- [Coordinate annotation rows]:

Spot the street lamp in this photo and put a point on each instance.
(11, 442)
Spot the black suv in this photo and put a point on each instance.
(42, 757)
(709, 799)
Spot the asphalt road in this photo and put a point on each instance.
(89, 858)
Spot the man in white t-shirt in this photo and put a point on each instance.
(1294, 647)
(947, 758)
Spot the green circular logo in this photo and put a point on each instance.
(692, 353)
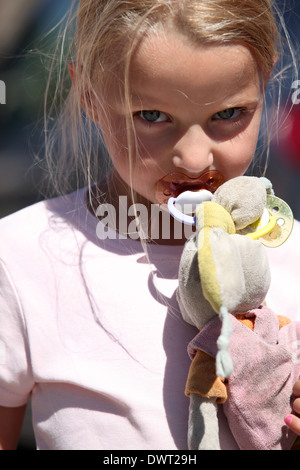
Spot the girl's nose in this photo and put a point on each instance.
(193, 152)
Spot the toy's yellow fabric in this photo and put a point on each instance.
(211, 216)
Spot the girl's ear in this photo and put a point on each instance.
(85, 97)
(268, 74)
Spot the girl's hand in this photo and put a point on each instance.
(292, 421)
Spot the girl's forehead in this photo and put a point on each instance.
(172, 63)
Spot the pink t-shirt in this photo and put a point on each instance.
(93, 333)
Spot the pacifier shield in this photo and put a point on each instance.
(283, 214)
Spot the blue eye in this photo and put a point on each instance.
(229, 113)
(153, 116)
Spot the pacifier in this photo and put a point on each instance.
(182, 193)
(275, 225)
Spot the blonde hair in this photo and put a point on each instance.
(104, 34)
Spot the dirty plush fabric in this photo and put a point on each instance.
(80, 315)
(266, 366)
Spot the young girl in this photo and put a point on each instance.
(90, 326)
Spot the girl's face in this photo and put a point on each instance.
(194, 109)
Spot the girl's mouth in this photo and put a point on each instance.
(175, 183)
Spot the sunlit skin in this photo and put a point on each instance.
(194, 108)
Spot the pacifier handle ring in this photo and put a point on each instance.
(180, 216)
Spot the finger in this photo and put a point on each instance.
(296, 389)
(293, 423)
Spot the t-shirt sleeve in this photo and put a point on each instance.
(16, 378)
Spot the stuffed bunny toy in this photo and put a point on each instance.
(244, 355)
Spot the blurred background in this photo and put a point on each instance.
(23, 71)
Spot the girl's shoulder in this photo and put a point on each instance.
(60, 215)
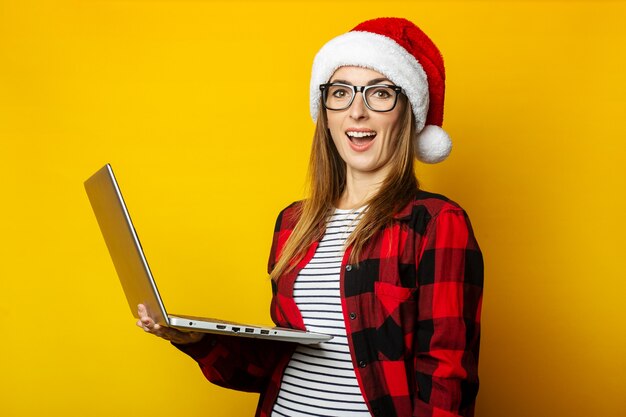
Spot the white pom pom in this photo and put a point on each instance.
(432, 145)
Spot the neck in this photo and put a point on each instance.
(360, 186)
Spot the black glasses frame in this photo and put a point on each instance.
(360, 89)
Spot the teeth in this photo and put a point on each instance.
(360, 134)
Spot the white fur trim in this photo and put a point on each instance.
(377, 52)
(432, 145)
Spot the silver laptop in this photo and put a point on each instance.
(137, 280)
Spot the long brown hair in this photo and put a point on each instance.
(327, 181)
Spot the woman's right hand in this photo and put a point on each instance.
(148, 324)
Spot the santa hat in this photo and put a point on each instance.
(403, 53)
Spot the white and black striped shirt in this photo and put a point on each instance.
(320, 379)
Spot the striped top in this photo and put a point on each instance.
(320, 379)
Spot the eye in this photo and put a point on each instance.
(381, 93)
(339, 92)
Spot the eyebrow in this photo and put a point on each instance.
(370, 82)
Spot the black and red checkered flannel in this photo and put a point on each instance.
(412, 314)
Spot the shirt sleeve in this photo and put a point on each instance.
(450, 282)
(244, 364)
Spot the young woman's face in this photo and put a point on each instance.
(364, 138)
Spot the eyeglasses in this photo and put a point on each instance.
(378, 97)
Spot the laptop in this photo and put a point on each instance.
(137, 280)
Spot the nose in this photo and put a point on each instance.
(358, 109)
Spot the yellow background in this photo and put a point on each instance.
(202, 108)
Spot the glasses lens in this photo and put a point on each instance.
(337, 97)
(381, 98)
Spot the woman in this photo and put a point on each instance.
(392, 271)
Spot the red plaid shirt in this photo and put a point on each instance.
(411, 309)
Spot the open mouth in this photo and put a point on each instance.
(361, 138)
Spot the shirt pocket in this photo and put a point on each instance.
(387, 290)
(396, 320)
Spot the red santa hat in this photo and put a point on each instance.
(403, 53)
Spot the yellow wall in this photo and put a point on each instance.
(202, 108)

- [Brief]: Rewrite all the rows above, switching every "put a point on" to "place a marker on" and leaving everything else unchanged. Omit the pictures from your answer.

- [Output for this exercise]:
Spot the street lamp in this photo and place a marker on each instance.
(11, 442)
Spot the black suv in this photo and place a marker on each instance.
(42, 757)
(709, 799)
Spot the asphalt road in this photo and place a marker on each instance.
(89, 858)
Spot the man in white t-shirt in this photo and place a marker on each instance.
(1294, 647)
(947, 758)
Spot the green circular logo in this photo and place a marker on each instance.
(692, 353)
Spot the girl's nose in this photo and place a marker on each instance.
(193, 152)
Spot the toy's yellow fabric in this photo and place a marker on each instance.
(211, 216)
Spot the girl's ear in this photo and place a marker on each instance.
(85, 97)
(268, 74)
Spot the girl's hand in this photo and place a marker on each instance.
(292, 421)
Spot the girl's forehead in this photo and place a marker on each instance.
(172, 63)
Spot the pink t-shirt in this photo and place a marker on each instance.
(93, 333)
Spot the pacifier shield in this photo and place a marker on each instance.
(283, 214)
Spot the blue eye in this photo and place a marker on each instance.
(229, 113)
(153, 116)
Spot the pacifier in this photo and place a marker on each instance.
(182, 193)
(275, 225)
Spot the blonde hair in this photo and place a marker on each instance.
(104, 34)
Spot the dirty plush fabric in this photo and place a marker on each instance.
(80, 315)
(266, 366)
Spot the young girl in this photo and place a marker on each instance.
(90, 326)
Spot the girl's face in this photo and place a marker on each instance.
(194, 109)
Spot the girl's mouth in this photo and place a marker on each instance.
(175, 183)
Spot the sunlit skin in this photo and place a marker on each instance.
(194, 108)
Spot the pacifier handle ring in this photo and place a marker on each instance.
(180, 216)
Spot the finger in this photo and place a marker on each instance.
(296, 389)
(293, 423)
Spot the t-shirt sleeve in this photo and place a marker on each instance.
(16, 378)
Spot the stuffed bunny toy in this photo and place a marker on each instance.
(244, 355)
Spot the blurred background in this photo and place a marker on each instance.
(23, 71)
Spot the girl's shoulder in this photo and place a marker on each instance.
(60, 215)
Spot the white pom pom in this photo and place a marker on each instance.
(432, 145)
Spot the neck in this photo and place a marker on each instance.
(360, 186)
Spot the black glasses frame in this photo and place a marker on each instance.
(360, 89)
Spot the teeth in this photo and place a marker on each instance.
(360, 134)
Spot the white fur trim in this photo and place a marker on each instance.
(377, 52)
(432, 145)
Spot the silver laptop in this photo and place a marker on each instance.
(137, 280)
Spot the long brown hair in this photo and place a marker on each instance.
(327, 181)
Spot the woman's right hand in this photo and place a marker on each instance.
(148, 324)
Spot the santa hat in this photo and place a marker on each instance.
(403, 53)
Spot the white and black striped shirt in this photo and place a marker on each instance.
(320, 379)
Spot the striped top in this photo and place a marker on each instance.
(320, 379)
Spot the eye in this photo and place a marker on each instance.
(381, 93)
(339, 92)
Spot the eyebrow in this photo and place a marker on each instance.
(370, 82)
Spot the black and red checkered flannel in this photo and place a marker on each instance.
(412, 314)
Spot the shirt sleeve in this photo and place a marker on each instance.
(450, 282)
(244, 364)
Spot the young woman's face in this photo and place a marker on each instance.
(364, 138)
Spot the eyeglasses in this photo and place a marker on each instance.
(378, 97)
Spot the laptop in this photo and place a marker on each instance.
(137, 280)
Spot the nose in this photo and place a marker on each instance.
(358, 109)
Spot the yellow background in this photo and place a marker on each instance.
(202, 108)
Spot the glasses lens in this photo and place a marker on each instance.
(337, 97)
(381, 98)
Spot the woman in this photo and place a marker on each instance.
(392, 271)
Spot the red plaid shirt in this photo and place a marker on each instance.
(411, 309)
Spot the open mouth in this photo and place a marker on each instance.
(361, 138)
Spot the shirt pocket in this photo and place a marker on each instance.
(387, 290)
(396, 320)
Spot the red santa hat in this photo and place a marker on each instance.
(403, 53)
Spot the yellow wall in this photo and place a marker on each instance.
(202, 108)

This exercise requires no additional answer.